## Problem statement:
Copy out each line below that has the word "outline" in it.

(Exercise inputs Opens)

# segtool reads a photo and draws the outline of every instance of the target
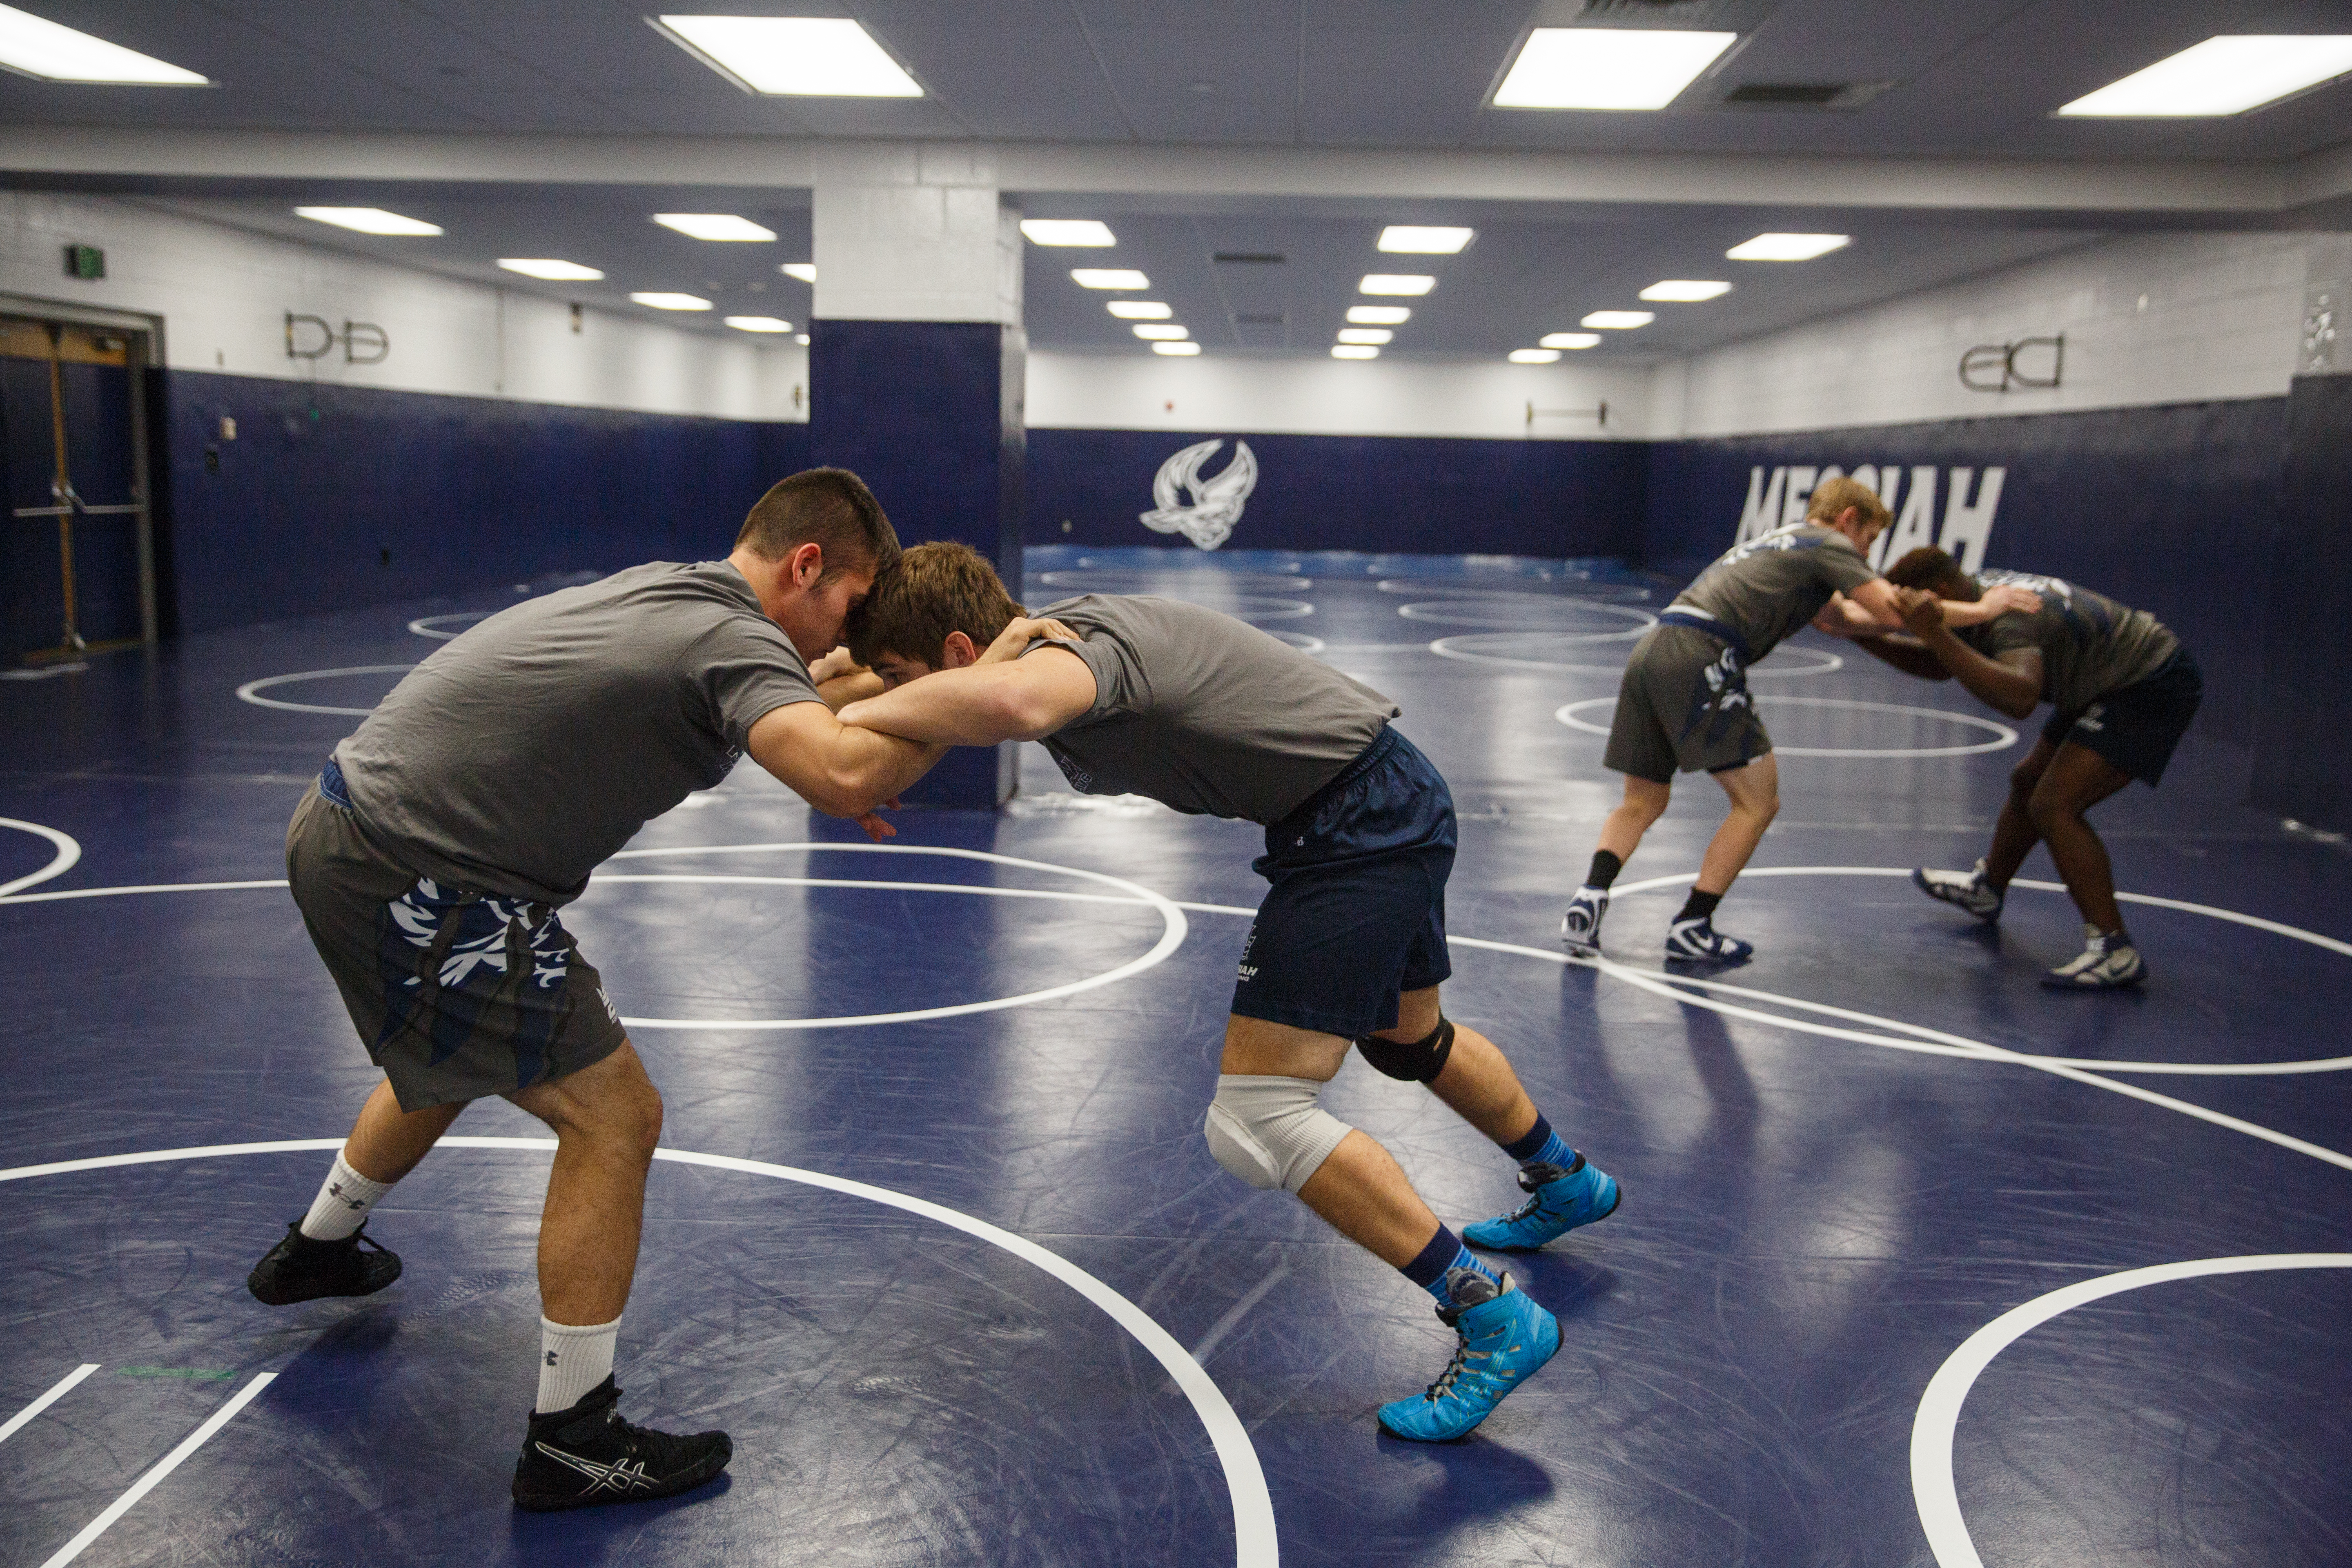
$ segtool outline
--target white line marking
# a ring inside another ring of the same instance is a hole
[[[261,692],[273,686],[288,686],[298,680],[325,680],[338,675],[389,675],[394,670],[407,674],[413,664],[354,664],[341,669],[299,669],[291,675],[265,675],[259,680],[248,680],[236,689],[237,700],[250,702],[257,708],[283,708],[289,713],[344,713],[364,719],[375,711],[373,708],[328,708],[316,702],[281,702],[275,697],[263,697]]]
[[[130,1154],[98,1154],[79,1160],[58,1160],[45,1165],[20,1165],[15,1170],[0,1171],[0,1183],[25,1181],[34,1176],[59,1175],[74,1171],[102,1171],[125,1165],[157,1164],[170,1160],[215,1159],[236,1154],[295,1153],[310,1150],[340,1149],[342,1146],[343,1140],[341,1138],[294,1138],[267,1143],[215,1143],[199,1148],[155,1149]],[[511,1149],[545,1153],[553,1152],[555,1141],[551,1138],[448,1137],[442,1139],[438,1146],[444,1149]],[[1175,1336],[1153,1321],[1151,1314],[1076,1264],[1057,1253],[1048,1252],[1026,1237],[1016,1236],[1008,1230],[1000,1230],[985,1220],[974,1219],[970,1215],[940,1204],[931,1203],[924,1198],[910,1197],[905,1193],[892,1192],[887,1187],[869,1186],[864,1182],[853,1182],[842,1176],[829,1176],[820,1171],[803,1170],[793,1165],[772,1165],[761,1160],[739,1160],[726,1154],[698,1154],[684,1149],[656,1149],[654,1158],[680,1165],[706,1165],[713,1170],[737,1171],[754,1176],[772,1176],[780,1181],[798,1182],[804,1186],[823,1187],[827,1191],[840,1193],[849,1197],[863,1198],[868,1203],[903,1209],[908,1214],[962,1231],[967,1236],[976,1237],[992,1247],[1000,1247],[1011,1253],[1030,1267],[1059,1279],[1063,1284],[1093,1302],[1106,1317],[1134,1336],[1138,1343],[1151,1352],[1152,1358],[1160,1363],[1170,1378],[1175,1382],[1178,1390],[1192,1403],[1193,1413],[1201,1418],[1201,1425],[1207,1429],[1209,1441],[1216,1449],[1217,1462],[1224,1470],[1225,1489],[1232,1500],[1234,1510],[1235,1568],[1277,1568],[1281,1549],[1275,1533],[1274,1499],[1266,1491],[1265,1472],[1258,1464],[1257,1450],[1250,1446],[1249,1432],[1242,1426],[1241,1417],[1234,1414],[1234,1407],[1226,1403],[1224,1394],[1217,1387],[1215,1380],[1202,1370],[1198,1362],[1185,1353],[1184,1347],[1177,1343]],[[257,1387],[259,1384],[269,1381],[269,1375],[274,1374],[265,1374],[257,1379],[255,1386]],[[218,1423],[227,1420],[236,1413],[236,1405],[241,1405],[244,1400],[251,1397],[254,1392],[254,1387],[248,1387],[238,1395],[237,1400],[229,1409],[207,1423],[207,1426],[216,1430]],[[193,1450],[197,1442],[210,1435],[210,1431],[200,1430],[196,1437],[181,1445],[181,1447]],[[106,1514],[100,1515],[95,1524],[85,1530],[80,1537],[77,1537],[75,1543],[67,1552],[51,1558],[42,1564],[42,1568],[59,1568],[59,1565],[71,1561],[73,1552],[79,1552],[83,1546],[89,1544],[89,1539],[85,1538],[94,1539],[99,1531],[111,1524],[115,1518],[120,1517],[121,1510],[138,1500],[137,1492],[143,1491],[145,1488],[162,1479],[164,1470],[179,1463],[185,1457],[184,1453],[175,1452],[163,1465],[157,1467],[155,1471],[142,1479],[139,1487],[134,1489],[133,1494],[126,1496],[112,1509],[108,1510]]]
[[[408,629],[415,632],[418,637],[431,637],[436,642],[455,642],[457,638],[464,636],[467,631],[471,630],[472,628],[461,627],[457,631],[445,632],[437,623],[442,621],[486,621],[497,614],[498,612],[496,610],[457,610],[446,616],[419,616],[415,620],[408,623]]]
[[[1979,752],[2003,752],[2017,744],[2017,731],[2006,724],[1996,724],[1973,713],[1950,713],[1941,708],[1914,708],[1902,702],[1864,702],[1852,697],[1751,697],[1754,702],[1777,702],[1790,708],[1853,708],[1873,713],[1909,713],[1923,719],[1942,719],[1953,724],[1966,724],[1978,730],[1990,730],[1995,739],[1980,741],[1972,746],[1783,746],[1777,742],[1772,750],[1784,757],[1972,757]],[[1588,735],[1606,735],[1609,726],[1595,724],[1577,717],[1587,708],[1614,707],[1614,697],[1587,697],[1581,701],[1562,704],[1552,713],[1554,719],[1571,730]]]
[[[19,888],[29,888],[37,882],[46,882],[52,877],[62,877],[72,870],[74,863],[81,858],[81,846],[75,842],[73,835],[69,833],[60,833],[54,827],[44,827],[37,822],[22,822],[13,816],[0,816],[0,827],[14,827],[22,832],[33,834],[37,837],[46,838],[58,847],[58,852],[49,857],[49,863],[39,870],[28,872],[13,882],[0,882],[0,899],[6,898]]]
[[[205,1419],[203,1426],[189,1433],[178,1447],[164,1455],[163,1458],[156,1463],[153,1469],[149,1470],[145,1475],[131,1482],[131,1489],[129,1491],[124,1492],[121,1497],[116,1498],[111,1503],[109,1503],[104,1513],[100,1514],[96,1519],[93,1519],[88,1524],[83,1525],[81,1527],[81,1533],[75,1536],[71,1541],[67,1542],[63,1546],[58,1547],[57,1551],[51,1554],[49,1560],[41,1564],[41,1568],[65,1568],[67,1563],[80,1556],[82,1552],[91,1542],[96,1541],[100,1536],[104,1535],[110,1529],[113,1528],[114,1521],[116,1520],[121,1519],[124,1514],[129,1513],[132,1504],[136,1503],[141,1498],[145,1497],[149,1492],[154,1490],[156,1482],[162,1480],[165,1476],[170,1475],[173,1470],[178,1469],[182,1460],[194,1453],[197,1449],[203,1447],[205,1443],[211,1440],[214,1433],[227,1426],[231,1420],[235,1419],[238,1411],[244,1409],[248,1404],[252,1403],[253,1396],[255,1394],[259,1394],[263,1389],[268,1387],[272,1383],[276,1382],[277,1379],[278,1374],[274,1372],[256,1373],[251,1383],[247,1384],[243,1388],[236,1391],[236,1397],[232,1398],[226,1405],[222,1405],[218,1410],[214,1411],[212,1415]]]
[[[1169,954],[1174,952],[1177,948],[1181,946],[1186,933],[1192,929],[1190,923],[1184,918],[1183,910],[1178,907],[1173,900],[1154,892],[1152,889],[1143,886],[1139,882],[1130,882],[1124,877],[1114,877],[1103,871],[1087,871],[1076,866],[1056,866],[1051,861],[1046,860],[1024,860],[1016,856],[998,855],[986,849],[934,848],[919,844],[732,844],[693,846],[677,849],[624,849],[618,855],[614,856],[613,858],[615,860],[624,858],[641,860],[648,859],[656,856],[709,854],[750,855],[771,851],[799,853],[827,851],[838,854],[855,855],[931,855],[942,856],[947,858],[956,860],[978,860],[992,866],[1012,866],[1019,869],[1028,871],[1050,871],[1057,876],[1063,877],[1077,877],[1087,881],[1099,882],[1108,887],[1119,889],[1122,892],[1128,894],[1137,901],[1149,904],[1153,909],[1159,910],[1160,922],[1160,940],[1152,944],[1151,950],[1149,952],[1144,953],[1139,958],[1131,958],[1125,963],[1119,964],[1117,968],[1107,969],[1100,974],[1089,975],[1084,980],[1073,980],[1066,984],[1047,986],[1042,991],[1025,991],[1017,996],[992,997],[982,1002],[958,1002],[943,1007],[917,1007],[899,1013],[867,1013],[856,1016],[834,1018],[624,1017],[621,1022],[625,1026],[633,1029],[715,1029],[728,1031],[848,1029],[864,1027],[876,1024],[910,1024],[919,1023],[924,1020],[933,1018],[960,1018],[972,1013],[1001,1012],[1008,1007],[1024,1007],[1032,1003],[1050,1002],[1057,997],[1074,996],[1082,991],[1092,991],[1100,986],[1114,984],[1131,975],[1140,974],[1145,970],[1157,966],[1164,961]],[[605,879],[618,881],[622,879],[616,876]],[[690,879],[686,877],[673,877],[665,879],[686,881]],[[715,881],[721,879],[747,880],[748,879],[711,878],[709,879]],[[593,882],[590,883],[592,888],[594,885],[595,884]],[[845,882],[839,885],[845,887],[881,888],[887,887],[888,884],[880,882]],[[965,889],[959,887],[958,890],[962,891]],[[1024,895],[1015,893],[1013,896],[1020,897]],[[1050,897],[1051,894],[1045,893],[1034,896]]]
[[[58,1400],[63,1399],[66,1394],[71,1391],[75,1384],[79,1383],[83,1378],[88,1377],[91,1373],[96,1372],[98,1370],[98,1366],[99,1363],[94,1361],[84,1362],[81,1365],[74,1368],[71,1372],[58,1379],[57,1382],[51,1384],[49,1385],[49,1391],[47,1394],[44,1394],[38,1399],[36,1399],[33,1403],[25,1406],[25,1408],[16,1412],[16,1415],[8,1417],[8,1424],[6,1426],[0,1426],[0,1443],[5,1443],[9,1438],[15,1436],[16,1435],[17,1428],[23,1426],[26,1422],[30,1421],[34,1416],[38,1415],[42,1411],[47,1410],[50,1405],[55,1405]]]
[[[68,888],[59,893],[14,893],[0,904],[53,904],[66,899],[119,899],[129,893],[218,893],[237,888],[282,888],[286,879],[252,882],[150,882],[127,888]]]
[[[1578,609],[1597,610],[1602,615],[1626,616],[1632,618],[1633,624],[1622,631],[1578,632],[1570,631],[1564,626],[1529,626],[1528,625],[1528,616],[1525,611],[1521,611],[1514,617],[1507,606],[1502,606],[1506,617],[1502,620],[1496,620],[1492,616],[1462,613],[1465,609],[1475,610],[1482,605],[1493,605],[1496,597],[1497,596],[1482,595],[1478,598],[1424,599],[1415,605],[1399,605],[1397,614],[1408,621],[1433,621],[1442,626],[1494,626],[1507,632],[1542,632],[1548,637],[1570,643],[1631,642],[1658,624],[1658,617],[1650,611],[1636,609],[1631,605],[1612,605],[1595,599],[1553,598],[1547,595],[1534,595],[1530,597],[1537,603],[1544,605],[1573,605]],[[1541,618],[1541,616],[1536,617],[1538,621]],[[1446,640],[1444,637],[1438,639],[1440,642]],[[1434,652],[1435,649],[1433,647],[1431,651]]]
[[[1942,1568],[1984,1568],[1976,1542],[1969,1538],[1960,1517],[1959,1490],[1952,1475],[1952,1432],[1959,1424],[1960,1405],[1977,1374],[1992,1363],[2029,1331],[2061,1312],[2086,1302],[2143,1286],[2176,1279],[2197,1279],[2212,1274],[2252,1274],[2283,1268],[2352,1268],[2352,1252],[2286,1252],[2271,1257],[2200,1258],[2183,1263],[2158,1263],[2126,1269],[2096,1279],[2078,1280],[2063,1289],[2037,1296],[2012,1307],[1961,1342],[1950,1359],[1928,1380],[1919,1397],[1919,1413],[1911,1423],[1911,1496],[1919,1509],[1919,1525],[1928,1549]]]
[[[1439,637],[1435,642],[1429,645],[1429,651],[1435,654],[1440,658],[1459,659],[1465,664],[1504,665],[1513,669],[1543,669],[1550,670],[1555,674],[1560,675],[1620,675],[1624,672],[1625,667],[1622,664],[1578,664],[1573,661],[1562,661],[1552,658],[1513,658],[1507,654],[1488,652],[1486,647],[1484,646],[1474,646],[1498,644],[1507,647],[1515,643],[1524,646],[1544,637],[1553,637],[1555,640],[1558,640],[1559,637],[1559,634],[1537,631],[1473,632],[1465,633],[1458,637]],[[1748,672],[1748,679],[1750,680],[1793,680],[1800,676],[1833,675],[1837,671],[1845,668],[1845,660],[1843,657],[1837,654],[1825,652],[1821,648],[1807,647],[1776,650],[1771,657],[1777,658],[1780,657],[1780,651],[1811,654],[1817,658],[1825,658],[1829,660],[1829,662],[1827,664],[1801,664],[1796,666],[1794,668],[1775,669],[1771,667],[1770,659],[1768,658],[1765,663],[1749,669]]]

(Exercise inputs Closes)

## Answer to this problem:
# segtool reads a photo and draws the outline of every instance of the target
$ segtool outline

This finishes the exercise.